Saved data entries
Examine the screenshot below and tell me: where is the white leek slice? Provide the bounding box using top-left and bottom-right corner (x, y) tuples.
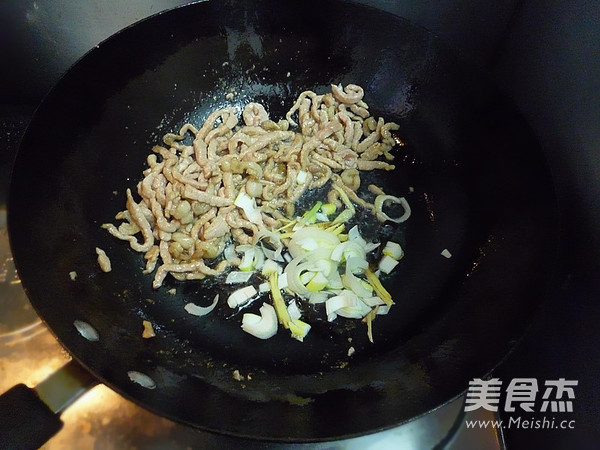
(284, 256), (312, 295)
(382, 241), (404, 260)
(378, 255), (400, 274)
(258, 281), (270, 293)
(342, 274), (373, 298)
(257, 230), (285, 262)
(239, 247), (256, 271)
(342, 257), (372, 298)
(234, 191), (264, 225)
(300, 271), (316, 285)
(309, 291), (329, 304)
(331, 241), (366, 263)
(225, 271), (254, 284)
(241, 303), (278, 339)
(253, 246), (265, 271)
(297, 237), (319, 252)
(338, 300), (372, 320)
(261, 243), (285, 262)
(326, 271), (344, 290)
(236, 246), (265, 272)
(374, 195), (411, 223)
(314, 258), (336, 277)
(377, 305), (391, 315)
(287, 227), (340, 258)
(261, 258), (282, 276)
(330, 242), (347, 262)
(185, 294), (220, 316)
(348, 225), (367, 247)
(326, 290), (359, 322)
(227, 285), (258, 308)
(223, 243), (236, 261)
(306, 271), (328, 292)
(278, 272), (289, 290)
(287, 300), (302, 320)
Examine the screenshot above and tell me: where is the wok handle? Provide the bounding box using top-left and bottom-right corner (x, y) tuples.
(0, 360), (98, 450)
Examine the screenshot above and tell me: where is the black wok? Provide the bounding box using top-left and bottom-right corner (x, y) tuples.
(2, 0), (559, 444)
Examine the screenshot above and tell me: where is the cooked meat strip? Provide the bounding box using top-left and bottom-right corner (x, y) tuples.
(95, 247), (112, 272)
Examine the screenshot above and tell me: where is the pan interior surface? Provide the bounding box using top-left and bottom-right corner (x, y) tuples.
(8, 0), (559, 441)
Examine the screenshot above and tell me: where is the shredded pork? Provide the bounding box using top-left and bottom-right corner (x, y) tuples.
(103, 84), (401, 288)
(95, 247), (112, 272)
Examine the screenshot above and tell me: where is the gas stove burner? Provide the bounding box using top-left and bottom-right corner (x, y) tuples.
(0, 209), (45, 345)
(0, 105), (43, 344)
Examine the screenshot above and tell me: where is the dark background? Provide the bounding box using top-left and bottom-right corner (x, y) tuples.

* Instructions for the task:
The answer is the line containing "Examine the screenshot above and tell me: where is the gas" together with every line after it in the records, repeated exactly and with nothing else.

* Expected answer:
Examine the screenshot above and tell me: where is the gas stove burner? Provide the bounding box using top-left and bottom-right corner (x, y) tuples.
(0, 209), (45, 345)
(0, 105), (43, 344)
Examine the screenshot above and tell me: where is the dark background? Provide the bounding box using top-left and bottom-right corner (x, y) tuples.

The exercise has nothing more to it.